Write out the records below as a numbered list, but only the stretch from the line containing "hood and report the pixel coordinates." through the end of the records. Leave out any blank lines.

* Begin Material to process *

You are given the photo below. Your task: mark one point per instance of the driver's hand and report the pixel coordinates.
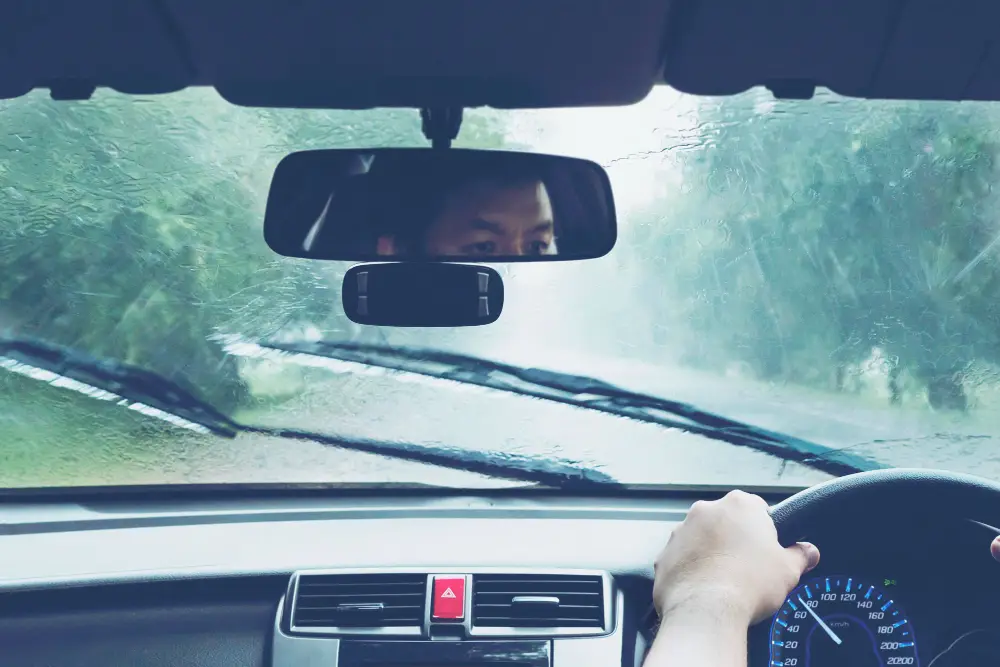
(726, 556)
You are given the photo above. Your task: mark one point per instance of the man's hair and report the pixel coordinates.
(412, 196)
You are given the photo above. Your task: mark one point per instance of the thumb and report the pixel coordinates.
(804, 556)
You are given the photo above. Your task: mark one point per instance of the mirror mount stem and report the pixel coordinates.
(441, 125)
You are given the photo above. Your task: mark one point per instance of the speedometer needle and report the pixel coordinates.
(833, 635)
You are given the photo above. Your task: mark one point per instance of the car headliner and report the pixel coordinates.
(501, 53)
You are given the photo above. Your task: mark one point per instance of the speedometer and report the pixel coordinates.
(836, 621)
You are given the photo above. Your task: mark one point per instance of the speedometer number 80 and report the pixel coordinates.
(835, 621)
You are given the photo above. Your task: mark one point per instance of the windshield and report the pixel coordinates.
(826, 269)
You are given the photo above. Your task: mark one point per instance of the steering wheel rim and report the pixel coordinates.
(932, 493)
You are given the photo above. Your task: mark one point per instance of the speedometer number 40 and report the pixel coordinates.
(839, 620)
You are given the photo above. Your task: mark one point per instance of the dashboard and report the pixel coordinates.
(438, 579)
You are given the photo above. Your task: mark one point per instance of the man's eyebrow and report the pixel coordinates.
(546, 226)
(486, 225)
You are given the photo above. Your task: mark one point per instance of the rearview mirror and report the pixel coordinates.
(444, 205)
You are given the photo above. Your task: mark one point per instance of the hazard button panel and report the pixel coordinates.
(449, 598)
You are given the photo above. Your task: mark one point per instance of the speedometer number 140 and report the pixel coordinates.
(835, 621)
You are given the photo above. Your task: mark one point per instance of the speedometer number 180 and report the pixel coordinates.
(836, 621)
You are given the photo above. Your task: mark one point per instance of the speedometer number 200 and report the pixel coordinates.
(835, 621)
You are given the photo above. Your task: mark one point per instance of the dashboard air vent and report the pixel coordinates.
(359, 601)
(537, 601)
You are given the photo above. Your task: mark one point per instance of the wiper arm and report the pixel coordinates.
(154, 395)
(585, 392)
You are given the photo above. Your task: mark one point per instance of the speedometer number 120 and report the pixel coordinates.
(835, 621)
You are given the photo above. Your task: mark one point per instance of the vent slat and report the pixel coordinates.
(324, 601)
(581, 601)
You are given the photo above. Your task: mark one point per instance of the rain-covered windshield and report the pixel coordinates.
(826, 269)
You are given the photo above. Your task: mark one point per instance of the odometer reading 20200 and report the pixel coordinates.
(839, 621)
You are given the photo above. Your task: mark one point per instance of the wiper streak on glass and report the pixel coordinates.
(584, 392)
(156, 396)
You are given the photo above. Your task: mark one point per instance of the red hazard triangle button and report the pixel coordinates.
(448, 603)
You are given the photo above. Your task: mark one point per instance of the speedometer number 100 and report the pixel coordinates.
(838, 620)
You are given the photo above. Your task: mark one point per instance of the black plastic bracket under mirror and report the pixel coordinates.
(422, 294)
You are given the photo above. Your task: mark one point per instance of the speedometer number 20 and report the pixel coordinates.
(835, 621)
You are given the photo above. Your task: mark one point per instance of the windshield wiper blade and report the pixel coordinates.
(584, 392)
(156, 396)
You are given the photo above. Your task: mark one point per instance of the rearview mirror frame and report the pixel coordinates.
(300, 177)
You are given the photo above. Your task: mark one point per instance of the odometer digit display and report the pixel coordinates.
(836, 621)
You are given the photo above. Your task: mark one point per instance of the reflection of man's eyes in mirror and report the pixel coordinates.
(494, 219)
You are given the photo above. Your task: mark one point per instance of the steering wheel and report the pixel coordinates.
(926, 493)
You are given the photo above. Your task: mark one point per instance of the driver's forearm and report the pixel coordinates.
(700, 633)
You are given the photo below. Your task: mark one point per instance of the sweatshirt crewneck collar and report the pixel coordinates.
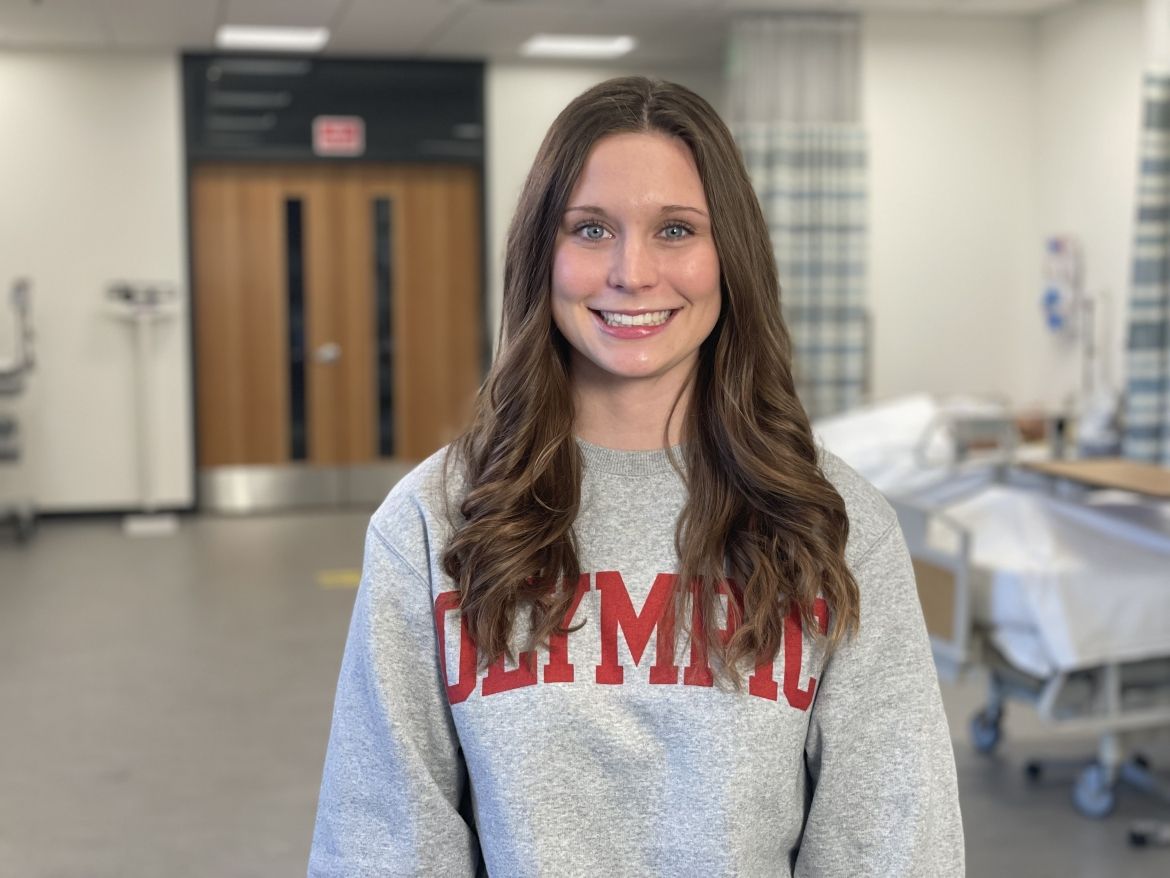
(628, 462)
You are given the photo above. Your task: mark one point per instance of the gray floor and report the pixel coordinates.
(164, 707)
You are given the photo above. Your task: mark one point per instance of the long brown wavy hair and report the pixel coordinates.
(759, 513)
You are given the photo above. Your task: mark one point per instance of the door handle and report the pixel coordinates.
(328, 352)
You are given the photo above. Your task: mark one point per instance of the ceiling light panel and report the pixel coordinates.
(253, 38)
(577, 46)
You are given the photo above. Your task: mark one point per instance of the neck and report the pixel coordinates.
(631, 415)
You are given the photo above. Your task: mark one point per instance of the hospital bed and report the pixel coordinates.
(1064, 604)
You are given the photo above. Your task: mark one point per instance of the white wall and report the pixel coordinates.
(1089, 64)
(91, 175)
(988, 136)
(948, 105)
(522, 101)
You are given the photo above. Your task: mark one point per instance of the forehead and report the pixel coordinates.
(640, 169)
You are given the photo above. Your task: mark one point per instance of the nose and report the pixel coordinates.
(634, 267)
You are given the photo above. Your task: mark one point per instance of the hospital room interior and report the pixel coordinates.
(250, 273)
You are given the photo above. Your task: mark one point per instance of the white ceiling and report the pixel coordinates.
(669, 32)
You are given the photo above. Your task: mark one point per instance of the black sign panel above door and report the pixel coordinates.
(265, 107)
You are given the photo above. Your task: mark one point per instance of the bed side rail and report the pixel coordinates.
(941, 551)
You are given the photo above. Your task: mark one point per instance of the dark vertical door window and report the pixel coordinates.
(294, 237)
(384, 343)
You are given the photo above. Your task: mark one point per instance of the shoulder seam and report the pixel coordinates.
(880, 539)
(393, 549)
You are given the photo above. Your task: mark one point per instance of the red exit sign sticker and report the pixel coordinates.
(338, 136)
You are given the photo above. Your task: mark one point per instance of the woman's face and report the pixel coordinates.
(635, 278)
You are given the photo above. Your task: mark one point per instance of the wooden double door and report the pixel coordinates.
(337, 310)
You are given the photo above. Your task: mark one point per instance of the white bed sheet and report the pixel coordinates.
(1064, 585)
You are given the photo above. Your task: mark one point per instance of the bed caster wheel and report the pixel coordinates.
(1094, 794)
(1149, 834)
(26, 526)
(985, 729)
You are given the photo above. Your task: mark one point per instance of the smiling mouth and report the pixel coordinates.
(646, 319)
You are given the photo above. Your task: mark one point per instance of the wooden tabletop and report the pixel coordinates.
(1116, 473)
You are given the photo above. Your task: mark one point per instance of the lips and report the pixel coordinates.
(633, 324)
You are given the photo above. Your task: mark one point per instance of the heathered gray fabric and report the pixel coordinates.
(639, 777)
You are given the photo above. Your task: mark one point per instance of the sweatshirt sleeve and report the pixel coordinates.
(883, 794)
(394, 777)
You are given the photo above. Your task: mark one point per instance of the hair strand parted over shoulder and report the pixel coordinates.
(759, 513)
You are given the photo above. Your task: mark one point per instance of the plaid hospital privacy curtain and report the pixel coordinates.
(811, 183)
(795, 109)
(1148, 349)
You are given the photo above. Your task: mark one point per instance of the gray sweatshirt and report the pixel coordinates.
(618, 756)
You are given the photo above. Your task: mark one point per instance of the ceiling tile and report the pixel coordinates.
(391, 27)
(162, 23)
(62, 23)
(282, 13)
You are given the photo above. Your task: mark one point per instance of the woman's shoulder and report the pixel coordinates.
(422, 499)
(871, 515)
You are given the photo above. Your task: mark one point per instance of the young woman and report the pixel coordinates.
(635, 622)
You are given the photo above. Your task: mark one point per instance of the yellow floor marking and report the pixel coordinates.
(338, 578)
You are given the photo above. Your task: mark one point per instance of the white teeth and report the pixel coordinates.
(651, 319)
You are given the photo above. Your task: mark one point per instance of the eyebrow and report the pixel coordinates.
(665, 208)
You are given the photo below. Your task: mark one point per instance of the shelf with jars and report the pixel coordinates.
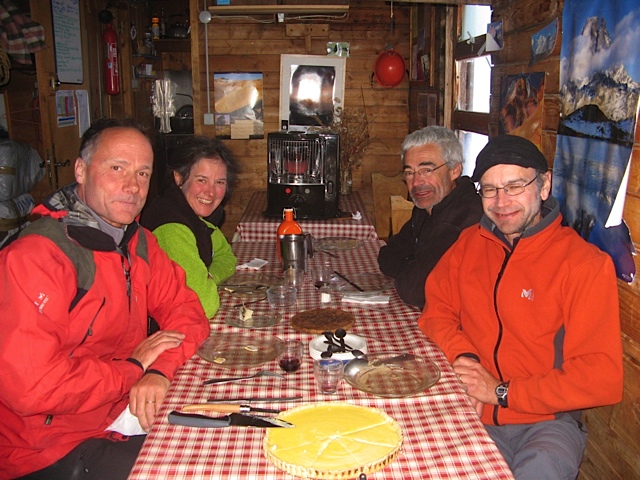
(145, 66)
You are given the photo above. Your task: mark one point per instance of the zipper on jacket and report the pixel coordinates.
(126, 269)
(496, 408)
(87, 334)
(89, 331)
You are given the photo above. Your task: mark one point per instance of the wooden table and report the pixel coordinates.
(255, 227)
(443, 436)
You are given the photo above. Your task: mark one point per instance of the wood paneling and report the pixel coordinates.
(613, 445)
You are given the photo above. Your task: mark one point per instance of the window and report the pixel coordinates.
(473, 83)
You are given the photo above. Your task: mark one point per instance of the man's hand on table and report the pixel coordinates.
(481, 385)
(148, 393)
(146, 396)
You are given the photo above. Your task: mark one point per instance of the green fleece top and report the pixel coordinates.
(180, 244)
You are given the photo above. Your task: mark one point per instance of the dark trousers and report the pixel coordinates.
(94, 459)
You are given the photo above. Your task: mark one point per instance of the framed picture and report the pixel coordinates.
(238, 105)
(311, 87)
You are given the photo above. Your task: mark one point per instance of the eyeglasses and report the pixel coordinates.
(511, 190)
(422, 173)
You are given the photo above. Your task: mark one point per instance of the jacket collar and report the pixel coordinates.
(80, 223)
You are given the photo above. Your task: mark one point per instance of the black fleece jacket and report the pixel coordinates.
(413, 252)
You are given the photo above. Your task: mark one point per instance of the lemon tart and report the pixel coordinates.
(333, 441)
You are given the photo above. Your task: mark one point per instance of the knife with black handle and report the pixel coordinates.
(226, 408)
(234, 419)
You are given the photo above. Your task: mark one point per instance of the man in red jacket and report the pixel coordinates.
(527, 312)
(81, 380)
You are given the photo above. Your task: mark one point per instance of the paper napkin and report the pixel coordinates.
(255, 264)
(366, 299)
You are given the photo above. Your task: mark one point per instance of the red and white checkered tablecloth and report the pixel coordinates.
(255, 227)
(443, 436)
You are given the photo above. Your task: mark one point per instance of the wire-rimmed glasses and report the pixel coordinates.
(422, 172)
(512, 189)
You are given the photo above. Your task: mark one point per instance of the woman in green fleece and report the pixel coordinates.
(201, 172)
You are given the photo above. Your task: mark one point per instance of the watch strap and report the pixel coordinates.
(502, 391)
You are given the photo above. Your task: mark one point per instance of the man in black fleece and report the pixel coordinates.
(445, 204)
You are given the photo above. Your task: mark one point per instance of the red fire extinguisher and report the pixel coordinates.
(111, 76)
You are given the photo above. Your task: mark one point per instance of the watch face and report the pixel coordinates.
(501, 392)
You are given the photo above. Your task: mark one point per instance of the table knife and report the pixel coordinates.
(234, 419)
(255, 399)
(226, 408)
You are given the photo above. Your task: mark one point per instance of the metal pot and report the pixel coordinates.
(183, 120)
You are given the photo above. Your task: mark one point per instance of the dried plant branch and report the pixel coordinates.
(352, 125)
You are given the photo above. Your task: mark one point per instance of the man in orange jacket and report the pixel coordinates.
(527, 312)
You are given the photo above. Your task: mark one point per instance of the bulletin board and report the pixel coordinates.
(67, 40)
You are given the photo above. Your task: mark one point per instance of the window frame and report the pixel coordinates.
(470, 121)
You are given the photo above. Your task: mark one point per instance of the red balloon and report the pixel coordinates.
(389, 68)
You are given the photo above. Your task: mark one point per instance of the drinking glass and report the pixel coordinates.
(329, 374)
(291, 356)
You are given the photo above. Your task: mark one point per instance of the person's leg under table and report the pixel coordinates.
(94, 459)
(545, 450)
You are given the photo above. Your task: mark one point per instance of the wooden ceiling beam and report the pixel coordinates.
(449, 2)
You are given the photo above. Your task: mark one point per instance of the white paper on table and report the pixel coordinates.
(126, 424)
(255, 264)
(370, 299)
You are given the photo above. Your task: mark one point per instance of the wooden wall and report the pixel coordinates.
(245, 46)
(613, 445)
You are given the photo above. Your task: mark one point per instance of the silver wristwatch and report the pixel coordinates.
(502, 390)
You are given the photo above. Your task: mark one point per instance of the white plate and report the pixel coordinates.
(235, 350)
(257, 320)
(370, 283)
(337, 243)
(393, 374)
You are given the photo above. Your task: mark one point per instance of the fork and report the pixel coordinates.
(261, 373)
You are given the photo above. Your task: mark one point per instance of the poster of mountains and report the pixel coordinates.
(599, 90)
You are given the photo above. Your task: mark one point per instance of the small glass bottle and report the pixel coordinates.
(163, 25)
(288, 227)
(325, 294)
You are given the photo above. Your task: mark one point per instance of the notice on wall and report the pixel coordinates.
(67, 40)
(66, 108)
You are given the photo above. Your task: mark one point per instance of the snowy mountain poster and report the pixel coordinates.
(599, 90)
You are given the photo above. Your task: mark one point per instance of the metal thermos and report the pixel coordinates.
(295, 248)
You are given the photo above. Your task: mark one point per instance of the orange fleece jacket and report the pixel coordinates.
(543, 316)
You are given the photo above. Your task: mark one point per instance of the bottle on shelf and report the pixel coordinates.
(163, 24)
(155, 28)
(289, 226)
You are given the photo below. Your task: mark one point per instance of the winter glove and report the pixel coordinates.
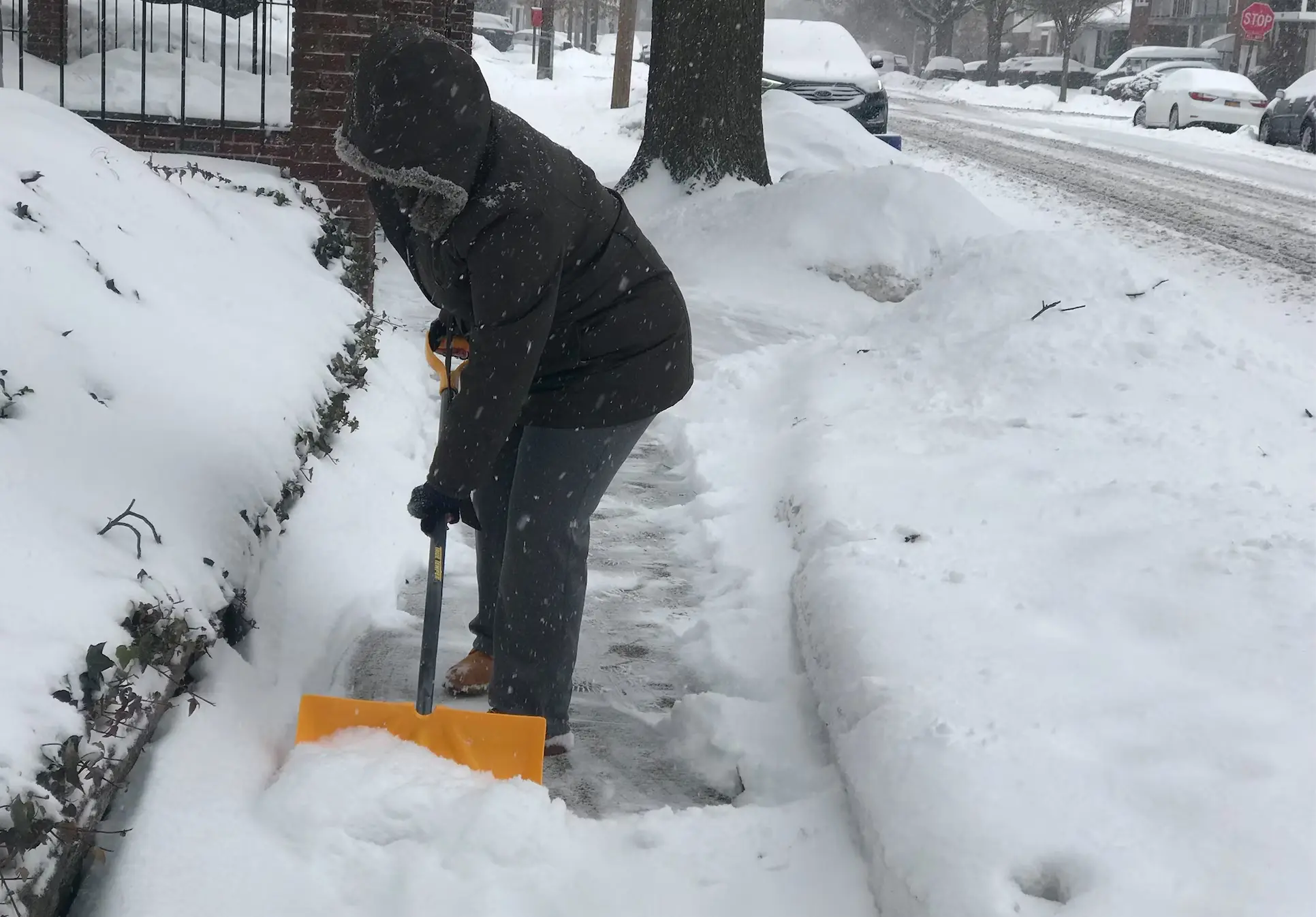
(433, 508)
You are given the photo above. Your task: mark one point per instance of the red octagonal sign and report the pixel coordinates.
(1257, 21)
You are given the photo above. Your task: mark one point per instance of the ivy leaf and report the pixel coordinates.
(97, 659)
(125, 655)
(70, 761)
(22, 813)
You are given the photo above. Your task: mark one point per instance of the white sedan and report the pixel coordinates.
(1214, 97)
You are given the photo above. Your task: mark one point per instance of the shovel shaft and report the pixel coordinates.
(429, 630)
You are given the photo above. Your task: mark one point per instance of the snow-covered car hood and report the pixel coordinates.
(816, 52)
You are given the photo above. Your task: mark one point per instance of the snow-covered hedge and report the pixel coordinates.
(172, 343)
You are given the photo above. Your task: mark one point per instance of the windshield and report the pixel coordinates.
(803, 50)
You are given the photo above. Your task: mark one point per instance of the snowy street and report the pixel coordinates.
(973, 578)
(1224, 190)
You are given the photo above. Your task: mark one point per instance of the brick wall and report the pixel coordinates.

* End Material to process *

**Task solution**
1. You are given the photo above. Your task: mark one point per instance of the snow-covered car hood and report the pixel coordinates.
2. (816, 52)
3. You are given the photo above. Your task: mark one point per instance of the snow-covered hedge and report the pixel coordinates.
4. (172, 343)
5. You are given the photo above. Your task: mark one point per instance of the windshield and report the pixel coordinates.
6. (803, 50)
7. You are given the photo above. Your task: mark one point per instance of the snowy street and report the pixel coordinates.
8. (973, 578)
9. (1224, 190)
10. You are given the photo above. Your task: mark one point per instance of the brick wall and report the pixel coordinates.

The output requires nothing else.